* Activity *
Nothing in the records may change. Output them all exactly.

* Data records *
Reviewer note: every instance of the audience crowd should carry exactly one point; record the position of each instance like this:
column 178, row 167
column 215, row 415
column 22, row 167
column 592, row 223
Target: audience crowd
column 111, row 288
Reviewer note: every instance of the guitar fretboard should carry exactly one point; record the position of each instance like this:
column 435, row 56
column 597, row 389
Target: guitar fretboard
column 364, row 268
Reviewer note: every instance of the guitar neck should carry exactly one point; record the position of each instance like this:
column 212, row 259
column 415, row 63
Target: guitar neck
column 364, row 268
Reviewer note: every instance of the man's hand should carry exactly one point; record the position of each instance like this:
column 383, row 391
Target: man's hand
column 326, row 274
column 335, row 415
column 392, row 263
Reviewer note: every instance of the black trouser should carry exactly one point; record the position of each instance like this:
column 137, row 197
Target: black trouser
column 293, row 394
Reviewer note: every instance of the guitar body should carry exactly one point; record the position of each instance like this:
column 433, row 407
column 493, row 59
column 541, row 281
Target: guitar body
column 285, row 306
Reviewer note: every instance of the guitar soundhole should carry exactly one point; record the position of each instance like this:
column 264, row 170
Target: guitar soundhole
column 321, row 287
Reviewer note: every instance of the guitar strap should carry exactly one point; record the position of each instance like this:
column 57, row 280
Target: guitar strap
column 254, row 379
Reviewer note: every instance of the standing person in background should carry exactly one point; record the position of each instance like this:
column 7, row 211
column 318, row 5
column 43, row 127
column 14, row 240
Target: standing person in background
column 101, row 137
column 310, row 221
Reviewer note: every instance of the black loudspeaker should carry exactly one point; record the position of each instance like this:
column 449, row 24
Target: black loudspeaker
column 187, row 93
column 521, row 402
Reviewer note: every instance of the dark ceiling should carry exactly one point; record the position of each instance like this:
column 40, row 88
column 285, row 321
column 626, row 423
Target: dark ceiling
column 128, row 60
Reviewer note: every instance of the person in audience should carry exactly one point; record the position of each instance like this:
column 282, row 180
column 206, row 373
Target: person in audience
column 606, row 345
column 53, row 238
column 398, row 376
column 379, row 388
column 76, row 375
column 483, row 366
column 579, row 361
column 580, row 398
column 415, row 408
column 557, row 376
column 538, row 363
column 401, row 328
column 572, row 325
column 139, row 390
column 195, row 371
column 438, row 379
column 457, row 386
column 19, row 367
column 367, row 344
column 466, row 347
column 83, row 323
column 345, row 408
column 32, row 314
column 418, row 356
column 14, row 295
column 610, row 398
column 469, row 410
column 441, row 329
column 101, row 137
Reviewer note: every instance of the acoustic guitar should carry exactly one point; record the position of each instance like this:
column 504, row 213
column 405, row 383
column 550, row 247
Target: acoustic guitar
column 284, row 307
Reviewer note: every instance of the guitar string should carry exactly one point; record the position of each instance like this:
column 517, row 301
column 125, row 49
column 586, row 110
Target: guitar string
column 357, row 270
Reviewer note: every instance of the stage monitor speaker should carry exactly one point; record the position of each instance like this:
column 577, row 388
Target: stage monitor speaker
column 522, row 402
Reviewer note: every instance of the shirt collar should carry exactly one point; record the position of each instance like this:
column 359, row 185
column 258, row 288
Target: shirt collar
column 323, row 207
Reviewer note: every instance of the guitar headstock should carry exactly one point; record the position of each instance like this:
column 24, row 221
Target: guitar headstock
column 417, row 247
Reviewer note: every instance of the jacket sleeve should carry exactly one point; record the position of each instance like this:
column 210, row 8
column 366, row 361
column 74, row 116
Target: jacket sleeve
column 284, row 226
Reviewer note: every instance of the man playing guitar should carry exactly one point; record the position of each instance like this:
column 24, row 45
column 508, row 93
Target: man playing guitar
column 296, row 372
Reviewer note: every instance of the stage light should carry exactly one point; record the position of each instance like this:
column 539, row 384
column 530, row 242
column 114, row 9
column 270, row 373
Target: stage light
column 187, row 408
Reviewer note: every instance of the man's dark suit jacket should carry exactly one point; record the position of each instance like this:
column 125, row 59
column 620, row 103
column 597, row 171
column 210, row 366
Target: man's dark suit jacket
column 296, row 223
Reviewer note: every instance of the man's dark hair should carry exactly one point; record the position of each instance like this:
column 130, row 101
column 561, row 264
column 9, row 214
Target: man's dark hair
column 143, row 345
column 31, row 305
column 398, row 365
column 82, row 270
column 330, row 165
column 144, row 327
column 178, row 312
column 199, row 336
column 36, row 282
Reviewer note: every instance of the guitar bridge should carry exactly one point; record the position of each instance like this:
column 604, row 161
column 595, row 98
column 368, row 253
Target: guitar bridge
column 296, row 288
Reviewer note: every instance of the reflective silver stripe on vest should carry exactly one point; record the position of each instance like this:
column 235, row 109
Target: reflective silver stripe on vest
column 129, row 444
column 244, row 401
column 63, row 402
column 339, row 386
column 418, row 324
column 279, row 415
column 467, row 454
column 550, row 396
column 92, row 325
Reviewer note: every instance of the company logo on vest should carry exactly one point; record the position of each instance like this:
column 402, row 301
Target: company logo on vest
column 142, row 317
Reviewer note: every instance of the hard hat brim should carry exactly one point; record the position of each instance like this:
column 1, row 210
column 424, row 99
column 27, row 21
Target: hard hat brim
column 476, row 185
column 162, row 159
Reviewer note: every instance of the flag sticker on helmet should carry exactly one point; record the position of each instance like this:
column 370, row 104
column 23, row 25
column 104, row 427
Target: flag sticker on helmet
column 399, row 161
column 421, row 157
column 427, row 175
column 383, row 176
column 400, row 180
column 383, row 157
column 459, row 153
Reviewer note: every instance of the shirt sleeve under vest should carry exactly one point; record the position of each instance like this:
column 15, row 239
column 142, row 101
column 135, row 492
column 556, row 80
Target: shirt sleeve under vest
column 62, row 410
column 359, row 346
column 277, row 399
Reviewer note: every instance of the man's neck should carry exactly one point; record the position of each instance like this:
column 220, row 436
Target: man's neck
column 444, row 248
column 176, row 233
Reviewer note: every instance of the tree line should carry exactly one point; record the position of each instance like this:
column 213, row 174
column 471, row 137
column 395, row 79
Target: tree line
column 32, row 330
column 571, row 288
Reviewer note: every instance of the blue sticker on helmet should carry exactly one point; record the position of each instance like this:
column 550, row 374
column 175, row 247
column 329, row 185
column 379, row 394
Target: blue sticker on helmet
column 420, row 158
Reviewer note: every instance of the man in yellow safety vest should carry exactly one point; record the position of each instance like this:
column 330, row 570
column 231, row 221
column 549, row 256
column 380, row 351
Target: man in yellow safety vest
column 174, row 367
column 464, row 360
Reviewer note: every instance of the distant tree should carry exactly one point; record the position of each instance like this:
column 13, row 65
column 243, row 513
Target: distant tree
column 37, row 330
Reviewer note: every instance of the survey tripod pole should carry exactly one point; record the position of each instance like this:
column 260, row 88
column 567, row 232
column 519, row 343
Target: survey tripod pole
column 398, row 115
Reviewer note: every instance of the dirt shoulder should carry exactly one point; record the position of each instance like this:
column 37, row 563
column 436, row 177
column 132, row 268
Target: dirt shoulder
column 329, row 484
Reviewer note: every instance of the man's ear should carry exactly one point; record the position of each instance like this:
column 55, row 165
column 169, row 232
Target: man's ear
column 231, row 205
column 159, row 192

* Response *
Reviewer note: every instance of the audience crowd should carry exactly one point; record the position of each instance like this:
column 178, row 167
column 215, row 415
column 22, row 167
column 592, row 223
Target: audience crowd
column 111, row 288
Reviewer note: every instance of the guitar fretboard should carry exactly one point; record the position of each instance like this:
column 435, row 56
column 597, row 389
Target: guitar fretboard
column 364, row 268
Reviewer note: every instance of the guitar neck should carry exactly one point; record the position of each instance like this:
column 212, row 259
column 415, row 63
Target: guitar neck
column 364, row 268
Reviewer note: every instance of the man's hand should carry exactly one point; record the position of each instance like this:
column 383, row 391
Target: man's hand
column 326, row 274
column 335, row 415
column 392, row 263
Reviewer note: every instance of the black trouser should carry exactly one point; record the position of each instance like this:
column 137, row 197
Target: black trouser
column 293, row 394
Reviewer note: every instance of the guitar body should carry exactly one point; record the position of each instance like this:
column 433, row 407
column 493, row 59
column 541, row 281
Target: guitar body
column 285, row 306
Reviewer note: every instance of the guitar soundhole should carry exactly one point; record the position of each instance like this:
column 264, row 170
Target: guitar soundhole
column 321, row 287
Reviewer note: every instance of the guitar strap should carry exactly one point; record the position of each instance like this:
column 57, row 280
Target: guitar strap
column 254, row 379
Reviewer note: every instance of the standing person in background should carry exactly one point; record the position of each instance like this:
column 7, row 211
column 318, row 5
column 43, row 127
column 14, row 240
Target: standing person in background
column 101, row 137
column 310, row 221
Reviewer note: every instance of the black loudspeaker should carry exactly one point; record the position of each instance like this:
column 449, row 24
Target: black loudspeaker
column 187, row 93
column 521, row 402
Reviewer note: every instance of the dark ceiling should carry exactly one point; record the position of each instance like this:
column 40, row 88
column 285, row 321
column 626, row 423
Target: dark ceiling
column 128, row 60
Reviewer note: every instance of the person in audience should carry exactly one point; record the position of each instance like this:
column 282, row 180
column 206, row 373
Target: person in audience
column 606, row 345
column 53, row 238
column 398, row 376
column 379, row 388
column 76, row 375
column 483, row 366
column 579, row 361
column 580, row 398
column 415, row 408
column 557, row 376
column 538, row 363
column 401, row 328
column 572, row 325
column 139, row 390
column 195, row 371
column 438, row 379
column 457, row 386
column 19, row 367
column 367, row 344
column 466, row 347
column 83, row 323
column 345, row 408
column 32, row 314
column 418, row 356
column 14, row 295
column 610, row 398
column 469, row 410
column 441, row 329
column 101, row 137
Reviewer note: every instance of the acoustic guitar should carry exactly one point; record the position of each instance like this:
column 504, row 213
column 405, row 383
column 550, row 247
Target: acoustic guitar
column 284, row 307
Reviewer note: every instance of the guitar string should carry exactly one point; record the position of each instance like this:
column 517, row 301
column 125, row 49
column 586, row 110
Target: guitar string
column 357, row 270
Reviewer note: every instance of the stage monitor speaker should carry exactly one point; record the position of each instance like this:
column 577, row 388
Target: stage monitor speaker
column 522, row 402
Reviewer note: every instance of the shirt collar should carry exactly one point; record the position of each instance like this:
column 359, row 185
column 258, row 288
Target: shirt collar
column 323, row 207
Reviewer note: every instance of the guitar headstock should carry exactly one point; record the position of each instance like this:
column 24, row 221
Target: guitar headstock
column 417, row 247
Reviewer note: every instance of the jacket sleeve should carry exactly one point; record the position of each instance like this:
column 210, row 8
column 366, row 361
column 74, row 116
Target: jacket sleeve
column 284, row 226
Reviewer note: every instance of the man playing guitar should carry exactly one point; record the position of each instance like this:
column 24, row 45
column 508, row 93
Target: man playing guitar
column 296, row 372
Reviewer note: every instance of the stage light should carry exactly one point; record the position of each instance like this:
column 539, row 384
column 530, row 242
column 114, row 9
column 270, row 373
Target: stage light
column 187, row 408
Reviewer note: every instance of the man's dark suit jacket should carry exactly one point; record the position of each instance like this:
column 125, row 59
column 620, row 103
column 597, row 171
column 210, row 366
Target: man's dark suit jacket
column 296, row 223
Reviewer note: every instance of the man's dark hair should carry exactly one point; record the position of each instance like this:
column 130, row 101
column 561, row 264
column 9, row 214
Target: man's dark hair
column 143, row 345
column 31, row 305
column 398, row 365
column 82, row 270
column 330, row 165
column 144, row 327
column 178, row 312
column 199, row 336
column 36, row 282
Reviewer note: every instance of the guitar bridge should carry exactly one point; record the position of each instance like this:
column 604, row 161
column 595, row 98
column 368, row 253
Target: guitar bridge
column 296, row 288
Reviewer note: every instance of the reflective silver stripe on vest should carry exactly one point; record the position of each instance like this:
column 235, row 109
Target: reflective silver stripe on vest
column 129, row 444
column 244, row 401
column 63, row 402
column 339, row 386
column 418, row 324
column 279, row 415
column 467, row 454
column 550, row 396
column 92, row 325
Reviewer note: every instance of the company logo on vest should carry exactly one point; record the position of each instance like this:
column 402, row 301
Target: company logo on vest
column 142, row 317
Reviewer note: every instance of the hard hat brim should carry exactly one point; record the position of each instance like this:
column 1, row 210
column 424, row 99
column 27, row 21
Target: hard hat brim
column 476, row 185
column 162, row 159
Reviewer note: every instance of the flag sticker on helmet should carry exactly one point; record the position of each instance like this:
column 370, row 104
column 23, row 25
column 104, row 427
Target: flag sticker on helmet
column 399, row 161
column 421, row 157
column 427, row 175
column 383, row 176
column 400, row 180
column 383, row 157
column 459, row 153
Reviewer note: every instance of the shirt sleeve under vest should carry exactly one point; record the position of each instance like this:
column 15, row 239
column 142, row 101
column 135, row 492
column 556, row 80
Target: shirt sleeve under vest
column 62, row 410
column 359, row 346
column 277, row 399
Reviewer note: every instance of the man's neck should carry exactly one point; record the position of each instance like this:
column 220, row 436
Target: man's neck
column 444, row 248
column 176, row 233
Reviewer note: every instance of the tree line should carry exactly one point; record the position of each instance like this:
column 213, row 174
column 471, row 137
column 395, row 79
Target: tree line
column 32, row 330
column 571, row 288
Reviewer note: every instance of the blue sticker on helmet should carry exactly one point; record the position of each instance like this:
column 550, row 374
column 175, row 247
column 329, row 185
column 379, row 394
Target: blue sticker on helmet
column 420, row 158
Reviewer note: every instance of the man in yellow safety vest should carry exactly one point; record the position of each instance like this:
column 330, row 570
column 231, row 221
column 549, row 256
column 380, row 351
Target: man in yellow safety vest
column 174, row 367
column 464, row 360
Reviewer note: every instance of the distant tree should carry exactly one point; record the position of each instance like this:
column 13, row 65
column 243, row 513
Target: distant tree
column 37, row 330
Reviewer note: every instance of the survey tripod pole should carry exactly one point; record the position of each instance like this:
column 260, row 88
column 567, row 232
column 519, row 343
Target: survey tripod pole
column 398, row 115
Reviewer note: every instance of the dirt shoulder should carry exactly one point; record the position of each instance like this:
column 37, row 563
column 436, row 177
column 132, row 268
Target: dirt shoulder
column 329, row 484
Reviewer note: every instance of the man's ear should carry exactly one point; record the position of each instance like this:
column 55, row 165
column 169, row 232
Target: man's ear
column 231, row 205
column 159, row 192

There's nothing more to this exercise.